→ **PROBLEM DETAILS**
Answer these questions from the text on the WHO tuberculosis guidance:
1. According to the text, what has the ASCENT project aimed to do from the start?
2. What happens under directly observed treatment (DOT)?
3. What position does Dr Tereza Kasaeva hold?

──────── SOURCE TEXT

The World Health Organization (WHO) published new guidance on tuberculosis care and support. In these guidelines, WHO includes the use of digital adherence technology (DAT) for tuberculosis (TB) treatment, and the need for more studies on DATs in programmatic realities. The ASCENT project is pleased the WHO provided this guidance, since it has been our aim from the start to generate pragmatic evidence that DATs can empower TB-patients during their treatment. We will support the further strengthening of the recommendation by providing our experience and research results.
Digital adherence technologies are designed to help TB patients finish their treatment successfully. DATs are used as an alternative of directly observed treatment (DOT). With DOT, a health care worker watches the medication being taken, either at a health care facility or at a patient’s home. Digital adherence technologies, such as a smart pillbox, medications sleeves/labels, and video observed treatment (VOT), remove some of the heavy logistical, financial and time burdens that DOT places on both patients and health systems.
In correlation to the newly published WHO operational handbook on tuberculosis, Dr Tereza Kasaeva, Director of WHO’s Global TB Programme states: “It is vital that all people suffering from TB should receive adequate care and support through their pathway to cure, to enable them to complete their treatment and have positive outcomes. This new guidance from WHO puts the people with TB at the heart of the response and represents an important step forward to ensure all those in need attain the highest standard of TB care”.

────────────────
──────── INFORMATION PROVIDED

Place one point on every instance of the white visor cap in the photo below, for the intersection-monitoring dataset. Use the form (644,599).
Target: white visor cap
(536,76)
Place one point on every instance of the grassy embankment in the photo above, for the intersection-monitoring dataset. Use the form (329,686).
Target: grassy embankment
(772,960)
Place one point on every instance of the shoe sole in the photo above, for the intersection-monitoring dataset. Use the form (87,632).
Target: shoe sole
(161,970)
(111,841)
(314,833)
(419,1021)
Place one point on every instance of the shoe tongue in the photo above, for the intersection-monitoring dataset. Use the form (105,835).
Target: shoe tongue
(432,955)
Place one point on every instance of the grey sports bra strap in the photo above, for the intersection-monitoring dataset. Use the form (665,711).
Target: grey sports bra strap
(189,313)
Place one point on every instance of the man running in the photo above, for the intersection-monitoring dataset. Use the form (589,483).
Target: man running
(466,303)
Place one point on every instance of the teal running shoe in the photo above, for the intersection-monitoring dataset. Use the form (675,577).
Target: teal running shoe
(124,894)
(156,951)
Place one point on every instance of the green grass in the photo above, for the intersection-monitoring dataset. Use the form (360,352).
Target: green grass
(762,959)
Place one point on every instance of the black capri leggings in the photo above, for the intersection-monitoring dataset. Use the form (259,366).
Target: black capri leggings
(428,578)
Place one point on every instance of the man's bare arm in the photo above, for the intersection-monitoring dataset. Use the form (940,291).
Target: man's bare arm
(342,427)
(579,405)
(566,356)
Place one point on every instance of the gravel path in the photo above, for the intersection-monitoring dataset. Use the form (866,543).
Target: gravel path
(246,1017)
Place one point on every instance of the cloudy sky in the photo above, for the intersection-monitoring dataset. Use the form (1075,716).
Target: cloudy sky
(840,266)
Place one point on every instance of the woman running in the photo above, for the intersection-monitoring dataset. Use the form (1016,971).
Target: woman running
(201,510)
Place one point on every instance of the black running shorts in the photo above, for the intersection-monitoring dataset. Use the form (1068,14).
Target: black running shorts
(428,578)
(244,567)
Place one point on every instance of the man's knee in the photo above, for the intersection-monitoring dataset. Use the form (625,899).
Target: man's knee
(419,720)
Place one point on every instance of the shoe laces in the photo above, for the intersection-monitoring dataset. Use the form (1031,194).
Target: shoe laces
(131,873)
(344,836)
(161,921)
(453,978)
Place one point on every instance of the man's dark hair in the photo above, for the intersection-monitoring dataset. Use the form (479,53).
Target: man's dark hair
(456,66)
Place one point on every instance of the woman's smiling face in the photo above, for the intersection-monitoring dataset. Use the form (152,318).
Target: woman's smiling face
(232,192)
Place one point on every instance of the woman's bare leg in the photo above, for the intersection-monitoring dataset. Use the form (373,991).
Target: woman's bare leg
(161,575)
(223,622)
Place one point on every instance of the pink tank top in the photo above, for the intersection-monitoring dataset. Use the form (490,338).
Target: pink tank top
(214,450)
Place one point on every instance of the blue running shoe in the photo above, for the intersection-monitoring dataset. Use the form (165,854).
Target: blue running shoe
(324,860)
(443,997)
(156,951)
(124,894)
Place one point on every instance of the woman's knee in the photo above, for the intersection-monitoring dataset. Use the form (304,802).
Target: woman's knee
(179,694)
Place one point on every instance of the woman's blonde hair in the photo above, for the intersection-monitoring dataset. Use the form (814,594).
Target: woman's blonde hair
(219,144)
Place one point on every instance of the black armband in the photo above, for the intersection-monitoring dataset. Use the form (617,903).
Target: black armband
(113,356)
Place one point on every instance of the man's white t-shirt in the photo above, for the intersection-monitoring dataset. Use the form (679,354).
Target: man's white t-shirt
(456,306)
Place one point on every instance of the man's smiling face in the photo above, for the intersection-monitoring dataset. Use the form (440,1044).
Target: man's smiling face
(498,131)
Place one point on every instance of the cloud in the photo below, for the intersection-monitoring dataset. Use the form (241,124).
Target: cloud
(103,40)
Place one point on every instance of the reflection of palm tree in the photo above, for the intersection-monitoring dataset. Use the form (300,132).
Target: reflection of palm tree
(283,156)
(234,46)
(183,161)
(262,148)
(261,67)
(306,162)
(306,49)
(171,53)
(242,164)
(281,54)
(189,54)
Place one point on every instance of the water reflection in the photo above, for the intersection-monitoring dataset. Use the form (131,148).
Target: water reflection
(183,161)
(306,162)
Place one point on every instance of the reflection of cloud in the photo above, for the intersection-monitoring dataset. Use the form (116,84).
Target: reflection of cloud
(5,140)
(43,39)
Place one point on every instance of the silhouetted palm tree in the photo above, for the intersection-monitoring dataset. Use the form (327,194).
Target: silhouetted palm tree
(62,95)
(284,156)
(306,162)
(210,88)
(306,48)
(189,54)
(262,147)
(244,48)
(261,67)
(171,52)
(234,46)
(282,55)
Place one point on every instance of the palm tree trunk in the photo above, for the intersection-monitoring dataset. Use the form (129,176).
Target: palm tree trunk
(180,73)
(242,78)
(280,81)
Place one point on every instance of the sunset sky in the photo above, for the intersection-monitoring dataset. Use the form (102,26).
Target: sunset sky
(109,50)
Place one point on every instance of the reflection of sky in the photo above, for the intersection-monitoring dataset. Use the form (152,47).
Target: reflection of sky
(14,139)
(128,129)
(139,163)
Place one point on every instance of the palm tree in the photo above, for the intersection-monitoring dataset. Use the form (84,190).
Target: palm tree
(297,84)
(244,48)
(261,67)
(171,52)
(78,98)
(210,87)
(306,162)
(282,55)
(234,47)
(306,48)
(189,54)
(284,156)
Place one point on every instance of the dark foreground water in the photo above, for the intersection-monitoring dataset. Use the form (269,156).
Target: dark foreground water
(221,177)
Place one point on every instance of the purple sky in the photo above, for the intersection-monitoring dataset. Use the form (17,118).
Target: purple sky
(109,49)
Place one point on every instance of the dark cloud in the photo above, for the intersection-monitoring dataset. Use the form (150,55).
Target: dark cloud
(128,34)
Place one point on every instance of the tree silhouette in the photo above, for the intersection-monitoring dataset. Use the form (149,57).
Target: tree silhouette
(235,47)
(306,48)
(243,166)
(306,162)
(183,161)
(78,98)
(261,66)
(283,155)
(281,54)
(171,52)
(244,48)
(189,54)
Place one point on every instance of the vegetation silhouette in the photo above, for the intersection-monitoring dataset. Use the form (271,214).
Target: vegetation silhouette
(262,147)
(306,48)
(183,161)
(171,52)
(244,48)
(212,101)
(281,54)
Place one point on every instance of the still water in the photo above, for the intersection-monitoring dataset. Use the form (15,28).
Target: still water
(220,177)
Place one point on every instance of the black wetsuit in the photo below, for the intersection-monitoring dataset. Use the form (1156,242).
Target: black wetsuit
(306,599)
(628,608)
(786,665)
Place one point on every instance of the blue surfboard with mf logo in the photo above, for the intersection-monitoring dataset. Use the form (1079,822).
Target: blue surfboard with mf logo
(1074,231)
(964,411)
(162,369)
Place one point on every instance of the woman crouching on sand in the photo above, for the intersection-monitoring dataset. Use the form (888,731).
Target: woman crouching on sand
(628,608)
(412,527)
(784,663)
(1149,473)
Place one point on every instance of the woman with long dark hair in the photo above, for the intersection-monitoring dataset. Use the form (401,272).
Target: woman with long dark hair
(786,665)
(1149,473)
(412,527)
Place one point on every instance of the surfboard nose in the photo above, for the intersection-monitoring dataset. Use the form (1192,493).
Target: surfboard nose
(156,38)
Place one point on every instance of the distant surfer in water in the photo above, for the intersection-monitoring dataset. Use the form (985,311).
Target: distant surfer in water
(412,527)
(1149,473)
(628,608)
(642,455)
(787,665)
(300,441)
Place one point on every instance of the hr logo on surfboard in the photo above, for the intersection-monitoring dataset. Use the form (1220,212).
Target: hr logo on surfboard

────────────────

→ **RESPONSE TO THIS EXERCISE**
1. To generate pragmatic evidence that digital adherence technologies can empower TB patients during their treatment.
2. A health care worker watches the medication being taken, either at a health care facility or at the patient's home.
3. Director of WHO's Global TB Programme.